-- Begin Material for this task --

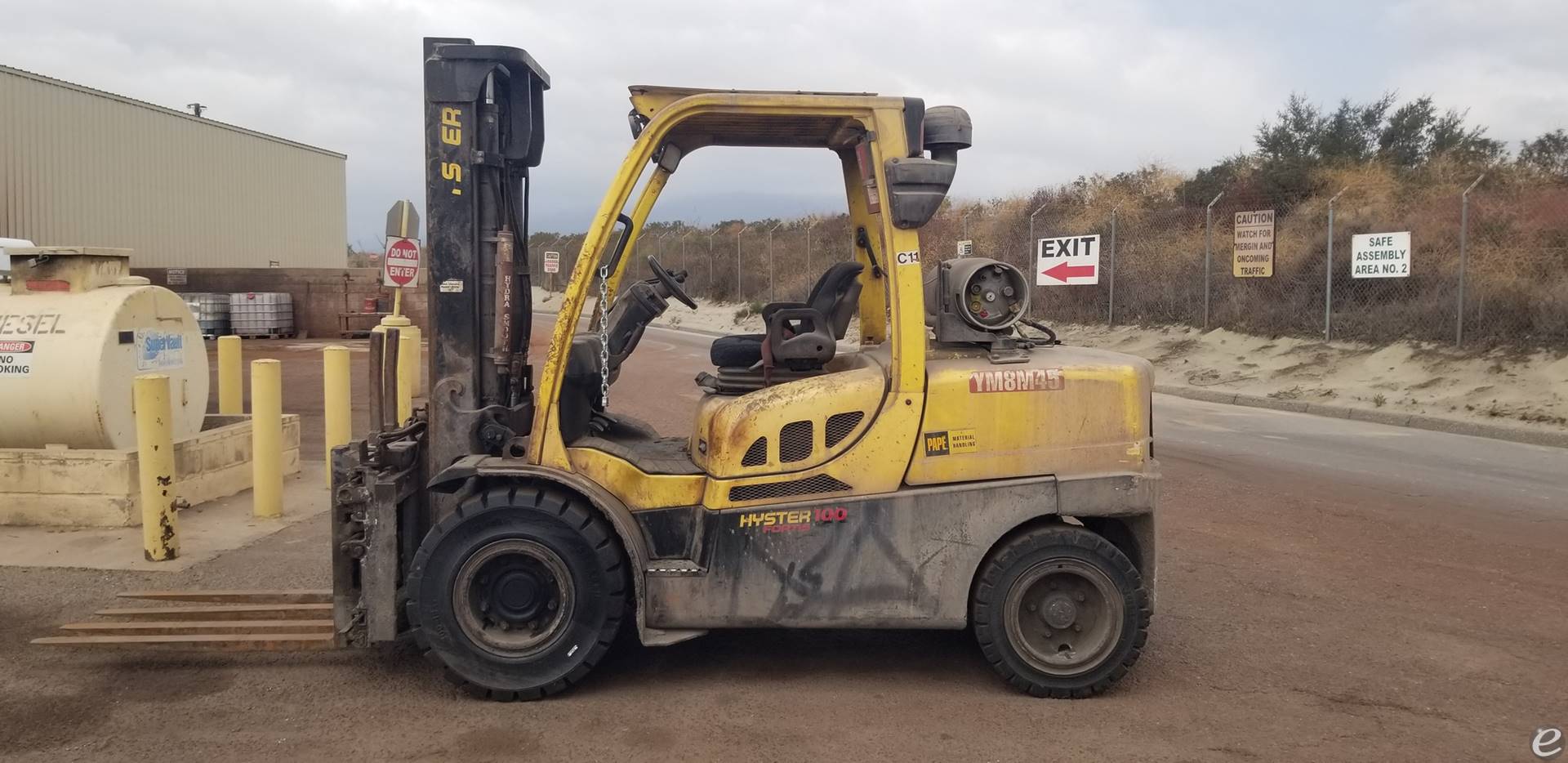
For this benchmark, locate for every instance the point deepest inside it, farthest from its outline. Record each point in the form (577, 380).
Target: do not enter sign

-- End Material for this task --
-- Begin Material for this task --

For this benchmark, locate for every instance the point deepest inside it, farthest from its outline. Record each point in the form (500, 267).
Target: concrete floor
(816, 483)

-- End Material for this task --
-- Begin Material for this task --

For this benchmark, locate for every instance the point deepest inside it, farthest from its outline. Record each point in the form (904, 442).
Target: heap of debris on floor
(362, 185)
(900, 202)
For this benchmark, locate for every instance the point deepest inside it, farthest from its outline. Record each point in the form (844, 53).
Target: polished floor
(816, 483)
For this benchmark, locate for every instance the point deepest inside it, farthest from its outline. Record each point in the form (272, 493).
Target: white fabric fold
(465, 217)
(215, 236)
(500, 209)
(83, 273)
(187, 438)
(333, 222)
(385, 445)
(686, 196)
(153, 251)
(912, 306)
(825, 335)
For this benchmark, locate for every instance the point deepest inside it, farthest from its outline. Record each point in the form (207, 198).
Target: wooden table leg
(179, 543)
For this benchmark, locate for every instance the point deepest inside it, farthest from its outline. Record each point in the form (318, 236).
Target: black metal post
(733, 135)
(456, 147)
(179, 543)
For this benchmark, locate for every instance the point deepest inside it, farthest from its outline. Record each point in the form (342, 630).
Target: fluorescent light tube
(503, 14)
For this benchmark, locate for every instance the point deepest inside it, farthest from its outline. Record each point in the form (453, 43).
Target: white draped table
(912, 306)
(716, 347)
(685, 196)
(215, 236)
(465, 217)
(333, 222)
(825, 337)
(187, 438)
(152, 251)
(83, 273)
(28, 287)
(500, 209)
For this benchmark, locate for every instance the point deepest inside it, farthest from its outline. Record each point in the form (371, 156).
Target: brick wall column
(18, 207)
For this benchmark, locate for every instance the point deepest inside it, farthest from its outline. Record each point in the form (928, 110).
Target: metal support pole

-- End Material for this task --

Render everything from the line containing "form (577, 380)." down to the line containing "Target: do not enter sign" as a JSON list of strings, one string per line, including both end lines and skipping any blank lines.

### Output of the task
[
  "For this benchmark, locate for every instance the point deepest inside it, farthest from its outline. Record each point in the form (577, 380).",
  "Target: do not enter sign"
]